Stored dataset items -
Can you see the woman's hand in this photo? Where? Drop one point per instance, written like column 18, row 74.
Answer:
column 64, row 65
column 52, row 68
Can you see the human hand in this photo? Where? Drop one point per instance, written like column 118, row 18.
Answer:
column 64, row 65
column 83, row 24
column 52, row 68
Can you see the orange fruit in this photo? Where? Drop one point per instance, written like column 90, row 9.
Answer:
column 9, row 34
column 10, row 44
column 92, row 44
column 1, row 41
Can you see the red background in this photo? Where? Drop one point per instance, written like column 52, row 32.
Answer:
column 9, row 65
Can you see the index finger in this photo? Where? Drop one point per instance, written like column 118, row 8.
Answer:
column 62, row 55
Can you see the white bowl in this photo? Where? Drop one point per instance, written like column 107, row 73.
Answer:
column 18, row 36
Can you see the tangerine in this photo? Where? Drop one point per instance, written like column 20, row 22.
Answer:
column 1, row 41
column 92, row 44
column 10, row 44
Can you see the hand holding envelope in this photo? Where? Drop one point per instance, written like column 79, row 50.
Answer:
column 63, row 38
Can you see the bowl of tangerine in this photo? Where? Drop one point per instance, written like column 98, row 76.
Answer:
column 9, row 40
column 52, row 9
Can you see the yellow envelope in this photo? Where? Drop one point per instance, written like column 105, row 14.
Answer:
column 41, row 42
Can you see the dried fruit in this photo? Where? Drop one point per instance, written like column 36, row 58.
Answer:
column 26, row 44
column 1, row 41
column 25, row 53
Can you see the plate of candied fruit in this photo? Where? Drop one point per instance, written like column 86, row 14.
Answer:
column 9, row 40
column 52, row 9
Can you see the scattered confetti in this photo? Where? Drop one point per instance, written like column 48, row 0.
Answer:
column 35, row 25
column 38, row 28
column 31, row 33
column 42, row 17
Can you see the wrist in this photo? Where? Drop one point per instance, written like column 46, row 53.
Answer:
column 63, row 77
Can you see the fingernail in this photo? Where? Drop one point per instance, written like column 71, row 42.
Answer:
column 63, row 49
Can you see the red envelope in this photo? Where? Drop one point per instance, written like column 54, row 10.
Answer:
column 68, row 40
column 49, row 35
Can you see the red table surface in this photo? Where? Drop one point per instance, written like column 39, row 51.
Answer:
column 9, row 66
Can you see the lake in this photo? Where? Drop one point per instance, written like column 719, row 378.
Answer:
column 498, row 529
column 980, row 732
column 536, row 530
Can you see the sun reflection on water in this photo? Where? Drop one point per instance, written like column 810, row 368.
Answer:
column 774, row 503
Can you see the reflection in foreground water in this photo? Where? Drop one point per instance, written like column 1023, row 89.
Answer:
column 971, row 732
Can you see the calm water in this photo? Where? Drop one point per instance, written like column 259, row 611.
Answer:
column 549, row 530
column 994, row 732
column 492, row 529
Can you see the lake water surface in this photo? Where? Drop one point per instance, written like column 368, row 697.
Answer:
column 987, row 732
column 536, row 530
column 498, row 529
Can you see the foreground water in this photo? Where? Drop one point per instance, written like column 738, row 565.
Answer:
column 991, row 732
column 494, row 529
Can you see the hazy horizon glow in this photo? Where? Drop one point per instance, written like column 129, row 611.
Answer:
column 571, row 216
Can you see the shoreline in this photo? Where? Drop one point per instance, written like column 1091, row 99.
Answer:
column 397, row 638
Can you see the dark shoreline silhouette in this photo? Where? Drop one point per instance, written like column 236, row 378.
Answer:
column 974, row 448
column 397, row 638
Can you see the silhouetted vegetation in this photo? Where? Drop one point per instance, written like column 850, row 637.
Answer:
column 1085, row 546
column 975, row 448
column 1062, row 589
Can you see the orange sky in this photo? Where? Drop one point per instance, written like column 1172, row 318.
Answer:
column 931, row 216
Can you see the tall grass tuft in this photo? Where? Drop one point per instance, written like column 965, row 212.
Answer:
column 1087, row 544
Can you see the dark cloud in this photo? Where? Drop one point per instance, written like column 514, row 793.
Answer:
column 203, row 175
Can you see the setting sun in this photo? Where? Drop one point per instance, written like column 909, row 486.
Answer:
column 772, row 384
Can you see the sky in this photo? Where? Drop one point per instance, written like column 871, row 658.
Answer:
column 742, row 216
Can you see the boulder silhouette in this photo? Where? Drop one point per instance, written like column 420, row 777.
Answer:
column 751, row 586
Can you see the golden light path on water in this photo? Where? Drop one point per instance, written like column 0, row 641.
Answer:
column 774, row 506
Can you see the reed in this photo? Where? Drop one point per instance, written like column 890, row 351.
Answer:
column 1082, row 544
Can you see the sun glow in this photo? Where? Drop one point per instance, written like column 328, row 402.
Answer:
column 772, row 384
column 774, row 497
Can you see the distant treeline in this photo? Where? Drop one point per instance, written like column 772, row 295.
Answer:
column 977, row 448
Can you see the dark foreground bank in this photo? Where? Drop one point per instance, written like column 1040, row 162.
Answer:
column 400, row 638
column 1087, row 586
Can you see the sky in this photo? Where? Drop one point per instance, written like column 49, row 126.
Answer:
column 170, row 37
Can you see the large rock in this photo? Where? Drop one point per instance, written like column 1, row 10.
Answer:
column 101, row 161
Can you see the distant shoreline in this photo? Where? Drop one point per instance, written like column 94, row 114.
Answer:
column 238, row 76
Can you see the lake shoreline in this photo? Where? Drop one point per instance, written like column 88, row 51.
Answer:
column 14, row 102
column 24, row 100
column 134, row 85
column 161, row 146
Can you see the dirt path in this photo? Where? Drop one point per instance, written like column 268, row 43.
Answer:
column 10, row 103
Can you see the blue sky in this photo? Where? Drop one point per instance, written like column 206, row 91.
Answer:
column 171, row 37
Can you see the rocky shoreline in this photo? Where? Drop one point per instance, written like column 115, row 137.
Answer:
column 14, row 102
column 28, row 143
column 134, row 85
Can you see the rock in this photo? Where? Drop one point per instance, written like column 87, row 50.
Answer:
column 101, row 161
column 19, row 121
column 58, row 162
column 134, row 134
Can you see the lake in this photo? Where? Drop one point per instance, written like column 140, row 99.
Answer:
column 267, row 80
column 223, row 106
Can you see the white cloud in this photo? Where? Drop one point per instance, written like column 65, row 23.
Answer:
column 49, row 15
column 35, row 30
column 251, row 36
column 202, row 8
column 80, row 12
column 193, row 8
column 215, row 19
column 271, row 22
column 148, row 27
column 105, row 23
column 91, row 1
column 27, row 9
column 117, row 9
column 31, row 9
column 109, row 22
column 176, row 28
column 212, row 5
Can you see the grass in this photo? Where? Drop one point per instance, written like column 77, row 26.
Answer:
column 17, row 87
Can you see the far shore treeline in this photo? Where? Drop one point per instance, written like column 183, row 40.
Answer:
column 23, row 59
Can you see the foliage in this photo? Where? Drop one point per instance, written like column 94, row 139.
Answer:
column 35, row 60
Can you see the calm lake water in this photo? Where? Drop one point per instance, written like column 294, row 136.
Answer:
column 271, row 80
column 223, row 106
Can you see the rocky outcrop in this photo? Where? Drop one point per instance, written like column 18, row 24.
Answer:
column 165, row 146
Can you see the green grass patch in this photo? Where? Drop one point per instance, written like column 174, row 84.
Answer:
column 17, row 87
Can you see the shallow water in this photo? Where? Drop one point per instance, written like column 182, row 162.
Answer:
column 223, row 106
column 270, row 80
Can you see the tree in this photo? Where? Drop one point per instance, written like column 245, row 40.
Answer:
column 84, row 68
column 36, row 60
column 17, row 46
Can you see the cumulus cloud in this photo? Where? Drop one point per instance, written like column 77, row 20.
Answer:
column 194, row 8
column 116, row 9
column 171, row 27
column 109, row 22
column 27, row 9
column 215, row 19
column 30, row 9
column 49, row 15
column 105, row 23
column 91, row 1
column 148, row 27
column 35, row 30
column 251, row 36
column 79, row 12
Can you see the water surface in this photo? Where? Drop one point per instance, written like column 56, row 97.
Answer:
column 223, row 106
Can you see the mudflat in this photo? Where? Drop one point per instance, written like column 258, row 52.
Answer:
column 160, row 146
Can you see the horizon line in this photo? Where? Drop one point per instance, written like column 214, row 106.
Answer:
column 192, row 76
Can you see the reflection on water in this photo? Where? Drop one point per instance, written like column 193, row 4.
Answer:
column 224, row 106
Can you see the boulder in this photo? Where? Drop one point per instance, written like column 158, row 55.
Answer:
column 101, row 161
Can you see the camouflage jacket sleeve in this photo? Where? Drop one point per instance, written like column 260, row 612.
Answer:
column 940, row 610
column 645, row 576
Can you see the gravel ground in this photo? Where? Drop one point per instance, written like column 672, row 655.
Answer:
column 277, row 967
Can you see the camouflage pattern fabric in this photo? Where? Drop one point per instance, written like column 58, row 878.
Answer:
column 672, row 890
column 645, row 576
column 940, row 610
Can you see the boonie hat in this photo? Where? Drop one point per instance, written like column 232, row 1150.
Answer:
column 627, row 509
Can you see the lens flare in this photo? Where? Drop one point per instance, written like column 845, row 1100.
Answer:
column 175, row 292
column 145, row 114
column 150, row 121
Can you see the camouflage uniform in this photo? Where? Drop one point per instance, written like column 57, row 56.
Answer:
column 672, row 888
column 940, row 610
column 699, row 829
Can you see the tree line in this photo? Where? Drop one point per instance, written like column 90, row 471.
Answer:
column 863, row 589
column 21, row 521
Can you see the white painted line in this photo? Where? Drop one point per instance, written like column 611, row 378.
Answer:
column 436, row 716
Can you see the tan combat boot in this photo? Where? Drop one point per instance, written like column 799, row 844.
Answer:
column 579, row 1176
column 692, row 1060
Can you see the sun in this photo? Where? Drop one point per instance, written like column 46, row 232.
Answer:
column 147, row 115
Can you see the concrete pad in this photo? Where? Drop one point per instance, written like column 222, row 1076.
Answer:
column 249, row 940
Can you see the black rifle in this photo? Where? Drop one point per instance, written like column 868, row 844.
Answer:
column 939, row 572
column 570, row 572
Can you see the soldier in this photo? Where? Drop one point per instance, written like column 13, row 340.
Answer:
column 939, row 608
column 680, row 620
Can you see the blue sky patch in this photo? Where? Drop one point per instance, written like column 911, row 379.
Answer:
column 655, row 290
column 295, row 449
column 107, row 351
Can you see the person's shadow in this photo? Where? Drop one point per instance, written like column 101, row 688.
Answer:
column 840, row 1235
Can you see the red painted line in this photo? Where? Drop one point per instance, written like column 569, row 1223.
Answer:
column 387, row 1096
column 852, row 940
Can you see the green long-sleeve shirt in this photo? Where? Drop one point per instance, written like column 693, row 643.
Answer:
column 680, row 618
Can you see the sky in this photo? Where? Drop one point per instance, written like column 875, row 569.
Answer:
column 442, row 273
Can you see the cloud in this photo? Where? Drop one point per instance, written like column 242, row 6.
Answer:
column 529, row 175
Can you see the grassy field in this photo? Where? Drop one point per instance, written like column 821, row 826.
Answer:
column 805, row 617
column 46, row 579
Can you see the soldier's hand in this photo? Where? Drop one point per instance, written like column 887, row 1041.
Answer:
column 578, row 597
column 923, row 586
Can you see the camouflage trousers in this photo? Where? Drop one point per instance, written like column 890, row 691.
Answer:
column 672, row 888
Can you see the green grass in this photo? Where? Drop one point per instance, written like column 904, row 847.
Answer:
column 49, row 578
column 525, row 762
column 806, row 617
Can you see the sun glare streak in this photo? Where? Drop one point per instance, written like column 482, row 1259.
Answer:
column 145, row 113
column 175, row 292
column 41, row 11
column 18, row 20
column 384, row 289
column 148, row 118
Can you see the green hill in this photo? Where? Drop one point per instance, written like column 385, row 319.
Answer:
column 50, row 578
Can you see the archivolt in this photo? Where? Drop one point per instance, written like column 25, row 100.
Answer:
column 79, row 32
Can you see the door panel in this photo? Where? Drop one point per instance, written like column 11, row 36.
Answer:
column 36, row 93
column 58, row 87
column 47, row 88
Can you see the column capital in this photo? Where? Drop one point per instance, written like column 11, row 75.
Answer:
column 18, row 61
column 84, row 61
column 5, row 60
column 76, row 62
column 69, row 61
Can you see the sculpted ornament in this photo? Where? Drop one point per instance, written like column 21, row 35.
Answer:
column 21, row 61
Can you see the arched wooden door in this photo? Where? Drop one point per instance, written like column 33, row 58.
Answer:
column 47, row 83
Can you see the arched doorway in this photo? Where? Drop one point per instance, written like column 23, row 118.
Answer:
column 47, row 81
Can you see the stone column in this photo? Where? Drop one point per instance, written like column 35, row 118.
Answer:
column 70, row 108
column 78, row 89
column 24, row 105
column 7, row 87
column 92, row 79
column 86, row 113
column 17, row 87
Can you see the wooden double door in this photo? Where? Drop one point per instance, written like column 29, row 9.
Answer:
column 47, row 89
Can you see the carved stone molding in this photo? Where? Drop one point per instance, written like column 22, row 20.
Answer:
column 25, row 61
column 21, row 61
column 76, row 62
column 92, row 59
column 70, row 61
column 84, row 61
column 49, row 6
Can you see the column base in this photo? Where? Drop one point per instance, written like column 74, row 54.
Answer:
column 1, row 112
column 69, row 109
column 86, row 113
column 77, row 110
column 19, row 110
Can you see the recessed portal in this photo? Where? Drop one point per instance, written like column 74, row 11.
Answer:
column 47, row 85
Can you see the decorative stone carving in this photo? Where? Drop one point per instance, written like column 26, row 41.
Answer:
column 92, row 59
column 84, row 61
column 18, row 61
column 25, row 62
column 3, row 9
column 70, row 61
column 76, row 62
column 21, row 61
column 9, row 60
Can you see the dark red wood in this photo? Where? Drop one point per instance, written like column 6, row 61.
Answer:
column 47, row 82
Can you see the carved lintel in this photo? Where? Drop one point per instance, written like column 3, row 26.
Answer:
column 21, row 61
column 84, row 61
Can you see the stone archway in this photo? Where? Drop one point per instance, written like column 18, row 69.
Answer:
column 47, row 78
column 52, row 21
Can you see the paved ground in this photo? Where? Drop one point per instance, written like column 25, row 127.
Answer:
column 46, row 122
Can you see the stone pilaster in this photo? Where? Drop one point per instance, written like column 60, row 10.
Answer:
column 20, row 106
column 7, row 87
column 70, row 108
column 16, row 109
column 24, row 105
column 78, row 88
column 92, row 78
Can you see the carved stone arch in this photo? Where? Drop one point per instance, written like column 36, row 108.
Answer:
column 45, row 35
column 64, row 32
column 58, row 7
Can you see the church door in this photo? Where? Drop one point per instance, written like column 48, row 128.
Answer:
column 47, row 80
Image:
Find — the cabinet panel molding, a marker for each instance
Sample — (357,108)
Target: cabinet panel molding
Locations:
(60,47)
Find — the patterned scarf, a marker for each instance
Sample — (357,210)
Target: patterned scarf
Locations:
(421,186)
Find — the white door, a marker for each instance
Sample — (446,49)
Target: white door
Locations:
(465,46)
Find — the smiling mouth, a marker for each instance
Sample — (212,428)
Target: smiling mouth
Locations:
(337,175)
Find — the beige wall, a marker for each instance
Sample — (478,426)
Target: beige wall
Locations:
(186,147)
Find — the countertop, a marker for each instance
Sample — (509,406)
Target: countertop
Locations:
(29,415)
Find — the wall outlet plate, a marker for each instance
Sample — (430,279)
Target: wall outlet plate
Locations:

PROBLEM DETAILS - Lines that include the word "green" — how many are there in the data? Answer with the number alone.

COMPLETED EXERCISE - 4